BRANO SELEZIONATO
· · · · ·
La pandemia e la guerra hanno rappresentato anche un grosso ostacolo alla transizione energetica” continua. “La pandemia ha rallentato e bloccato tutto e quindi la anche la transizione ecologica. Con la guerra, invece, è diventato ancora più complicato fare qualsiasi cosa perché vengono bloccate le produzioni, i trasporti, mancano le materie prime e tutto quello che serve per realizzare concretamente la transizione ecologica non viene fatto perché tutto si ferma. Prima della guerra avevamo iniziato a capire che era necessario cambiare il nostro stile di vita e i meccanismi di produzione dell’energia. Adesso però l’argomento al centro del dibattito è diventato un altro, la guerra”.

In Europa, secondo i dati forniti dall’Agenzia europea per l’ambiente, si registrano oltre 410mila decessi prematuri ogni anno a causa dell’inquinamento atmosferico. L’Italia, secondo uno studio della Sima (Società italiana di Medicina Ambientale) è il primo Paese in Europa, con circa 90mila decessi prematuri all’anno.

“Decessi prematuri – specifica Reali – significa che quelle persone avevano una condizione di salute tale per la quale avrebbero potuto continuare a vivere ancora per anni, e invece sono morte per colpa dell’inquinamento”.

“Dobbiamo iniziare a capire – afferma Reali – che l’inquinamento ambientale e il cambiamento climatico,  che sono due lati della stessa medaglia, rappresentano la più grande causa di mortalità ma anche una delle cause principali di tutte le altre patologie, ovvero quelle cardiovascolari, respiratorie, gli eventi avversi per la gravidanza, la nascita di bambini prematuri, di basso peso o con vari problemi da neurosviluppo. Le madri, infatti, vengono esposte a un ambiente inquinato e i bambini nascono e vivono in un ambiente inquinato, così il loro cervello, purtroppo, subisce danni che comportano un’alterazione del neurosviluppo. Aumentano non solo i casi di autismo, ma anche i disturbi neurocognitivi. Stanno crescendo bambini che non stanno bene dal punto di vista neurologico e dello sviluppo psicologico. Sono danni gravi perché se le generazioni future non avranno le capacità intellettive di affrontare i problemi di fronte ai quali si troveranno, sarà molto difficile che possano risolverli”.
· · · · ·
DATI DI ORIGINE
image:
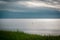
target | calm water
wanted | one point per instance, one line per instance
(34, 26)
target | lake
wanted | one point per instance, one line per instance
(32, 26)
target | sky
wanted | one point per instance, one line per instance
(22, 5)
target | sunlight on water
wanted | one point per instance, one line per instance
(34, 26)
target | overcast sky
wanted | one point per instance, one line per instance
(22, 5)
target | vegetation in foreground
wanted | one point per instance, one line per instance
(9, 35)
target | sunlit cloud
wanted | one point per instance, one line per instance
(27, 5)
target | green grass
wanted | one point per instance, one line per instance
(9, 35)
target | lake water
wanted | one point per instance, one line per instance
(33, 26)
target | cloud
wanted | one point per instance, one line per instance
(22, 5)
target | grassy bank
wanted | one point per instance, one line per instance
(9, 35)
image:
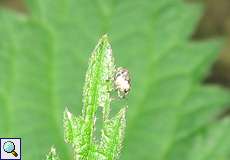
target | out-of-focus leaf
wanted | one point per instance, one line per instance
(43, 61)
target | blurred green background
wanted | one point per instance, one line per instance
(179, 104)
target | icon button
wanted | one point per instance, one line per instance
(10, 149)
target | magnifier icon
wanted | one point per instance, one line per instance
(9, 147)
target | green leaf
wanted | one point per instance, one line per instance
(43, 58)
(80, 131)
(52, 155)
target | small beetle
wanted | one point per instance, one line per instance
(122, 82)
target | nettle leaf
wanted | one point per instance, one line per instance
(171, 115)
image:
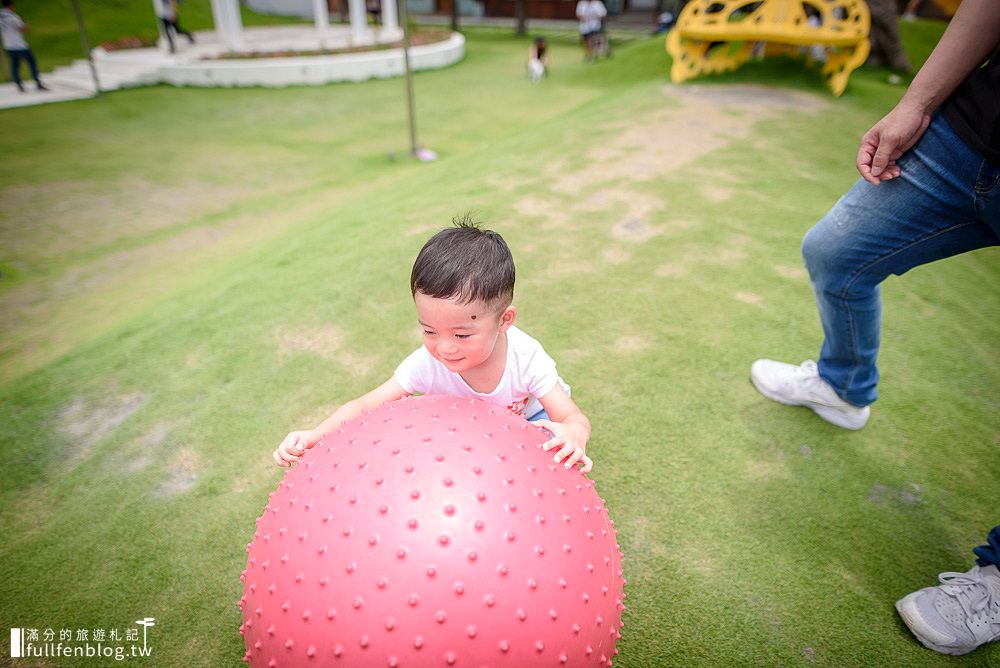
· · · · ·
ELENCO DEI COMPITI
1. Trascriva dal brano sull'inquinamento il tratto compreso tra "In Europa, secondo" e "decessi prematuri all’anno.".
2. Risponda alle seguenti domande sul brano sull'inquinamento:
(a) Quanti decessi prematuri all'anno si registrano in Europa secondo l'Agenzia europea per l'ambiente?
(b) Secondo lo studio della Sima, quale posizione occupa l'Italia in Europa e con quanti decessi prematuri annui?
(c) Di che cosa sono, secondo Reali, due lati l'inquinamento ambientale e il cambiamento climatico?
3. Prosegua il brano sull'inquinamento dal punto in cui termina.

RISPOSTE
1.
In Europa, secondo i dati forniti dall’Agenzia europea per l’ambiente, si registrano oltre 410mila decessi prematuri ogni anno a causa dell’inquinamento atmosferico. L’Italia, secondo uno studio della Sima (Società italiana di Medicina Ambientale) è il primo Paese in Europa, con circa 90mila decessi prematuri all’anno.

2.
(a) Oltre 410mila.
(b) È il primo Paese in Europa, con circa 90mila decessi prematuri all'anno.
(c) Della stessa medaglia.

3.
Nel febbraio 2022, 195 governi membri dell’Intergovernmental Panel on Climate Change (IPCC), hanno approvato l’ultimo rapporto sui cambiamenti climatici in cui si mette in evidenza l’urgenza di una azione per il clima per ridurre le emissioni di gas serra il prima possibile prima e scendere sotto la soglia di 1,5 gradi di innalzamento delle temperature entro il 2030, prima che sia troppo tardi.

“Gli scenari che si prospettano – spiega Reali – sono davvero preoccupanti. Da un lato, il rischio che stiamo attualmente correndo è di non riuscire a scendere sotto la soglia di 1,5 gradi a causa delle guerre che stiamo provocando. Dall’altro, poiché le guerre comportano una produzione massiva di emissioni, purtroppo l’effetto sul cambiamento climatico potrebbe addirittura peggiorare”.

Isde è uno dei principali produttori di indicatori per le istituzioni di scelte concrete da fare nel campo dello smaltimento dei rifiuti, nella produzione di energia e per la riduzione delle temperatura terrestre. “Le Istituzioni, in alcuni casi, si mostrano sensibili su questi temi. Il problema è che in questo momento è tutto bloccato dal problema della guerra, oltre che, anche se ora in misura minore, dalla pandemia”.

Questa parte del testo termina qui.